* start Dataset excerpts *
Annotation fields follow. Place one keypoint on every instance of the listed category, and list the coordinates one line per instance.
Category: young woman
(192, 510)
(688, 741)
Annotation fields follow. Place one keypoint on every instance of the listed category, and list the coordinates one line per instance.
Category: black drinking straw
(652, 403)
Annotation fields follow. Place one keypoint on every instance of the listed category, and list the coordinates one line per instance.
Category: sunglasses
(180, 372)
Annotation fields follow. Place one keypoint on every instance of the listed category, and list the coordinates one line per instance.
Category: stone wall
* end Dataset excerpts *
* [Exercise objective] Copy the listing above line for line, with no changes.

* [Response for this exercise]
Annotation fields follow. Place one keypoint on every instance of the listed category, and list the coordinates one line per instance.
Category: young woman
(192, 510)
(688, 741)
Annotation fields follow. Place one keypoint on every instance of the listed category, and list the coordinates one line per instance.
Category: black drinking straw
(652, 403)
Annotation fields follow. Place one keypoint on every instance of the listed category, and list the coordinates one line per instance.
Category: sunglasses
(180, 372)
Annotation fields follow. Place one keypoint on every instance of the listed category, and list the coordinates one line per instance.
Category: stone wall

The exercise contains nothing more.